── Texto
Acórdão nº 308/19.1JAVRL-A.G1 de Tribunal da Relação de Guimarães, 10 de Fevereiro de 2020

Magistrado ResponsávelTERESA COIMBRA
Data da Resolução10 de Fevereiro de 2020
EmissorTribunal da Relação de Guimarães

Juiz Desembargadora Relatora: Maria Teresa Coimbra.

Juiz Desembargadora Adjunta: Cândida Martinho.

Acordam, em conferência, os juízes desembargadores da secção penal do Tribunal da Relação de Guimarães: I.

No processo de inquérito, com o nº 308/19.1JAVRL, em que foi sujeito a 1º interrogatório judicial o arguido N. M., indiciado pela prática de 6 crimes de incêndio florestal p.p. art 274 nº 1 do Código Penal ( CP), foi proferida a seguinte decisão: (transcrição) (…) entende o tribunal ser proporcional, adequado e necessário a assegurar as necessidades cautelares que o caso merece ao abrigo do disposto nos arts.º 192º, 193º, 196º, 198º, 200º nº 1 al. c) d) e e), 204º c) todos do CPP a sujeição do arguido às seguintes medidas de coação:

  1. Termo de identidade e residência já prestado.

  2. Obrigações de apresentações periódicas diárias, no posto da GNR de ...

    , entre as 8h00 e as 20H00.

  3. Não se ausentar da povoação da freguesia de ...

    ; d) Não frequentar zonas agrícolas, de mato ou floresta; d) Não adquirir ou usar objectos ou utensílios que detiver susceptíveis de ser usados para a prática dos crimes de incêndio, devendo, caso os detenha proceder à sua entrega imediata às autoridades; e) Ficar suspenso das funções que exerce na Associação Humanitária de Bombeiros ..., designadamente de Subchefe da Corporação.

    Notifique.

    Em obediência ao disposto no nº 9 do art.º 194º do CPP, adverte-se o arguido N. M. de que em caso de violação das obrigações impostas a título de medida de coacção, tendo em conta a gravidade do crime imputado e os motivos da violação pode ser-lhe imposta uma outra ou outras medidas de coacção legalmente previstas e admissíveis ao caso, aqui se incluindo a prisão preventiva (de acordo com o disposto no artigo 203.º do CPP).

    Notifique.

    Restitua o arguido à liberdade.

    Comunique pela via mais expedita a presente decisão até autos à autoridade policial competente, dando informação sobre as medidas impostas ao arguido, com a menção de que qualquer infração às mesmas deverá ser imediatamente informada nos autos.

    (...)*Inconformado, recorreu o Ministério Público, concluindo o seu recurso do seguinte modo (transcrição).
────
── Dados registados
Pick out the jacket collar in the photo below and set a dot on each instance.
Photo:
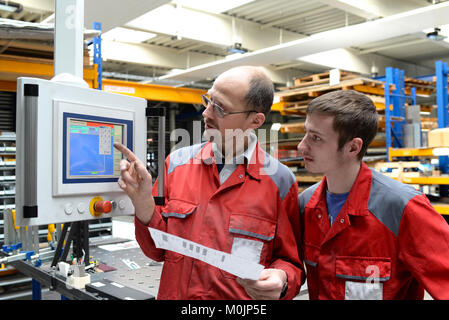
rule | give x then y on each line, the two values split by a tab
357	201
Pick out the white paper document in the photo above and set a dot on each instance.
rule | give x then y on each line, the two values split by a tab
233	264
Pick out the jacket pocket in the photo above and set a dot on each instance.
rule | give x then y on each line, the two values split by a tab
178	209
311	255
363	276
176	212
────
Tarefas a realizar:
1. Transcreva do acórdão o trecho que vai de "1. Termo de" a "freguesia de ...".
2. Responda, com base no acórdão, às perguntas seguintes:
(a) De quantos crimes de incêndio florestal estava o arguido indiciado?
(b) Entre que horas deviam ser feitas as apresentações periódicas diárias?
(c) Quem recorreu da decisão?
3. Enumere os artigos do CPP que o acórdão indica como fundamento da sujeição do arguido às medidas de coação, antes da lista dessas medidas.

Respostas às tarefas:
1.
1. Termo de identidade e residência já prestado.

  2. Obrigações de apresentações periódicas diárias, no posto da GNR de ...

    , entre as 8h00 e as 20H00.

  3. Não se ausentar da povoação da freguesia de ...

2.
(a) De 6 crimes.
(b) Entre as 8h00 e as 20h00.
(c) O Ministério Público.

3.
Art.º 192º
Art.º 193º
Art.º 196º
Art.º 198º
Art.º 200º nº 1 al. c), d) e e)
Art.º 204º c)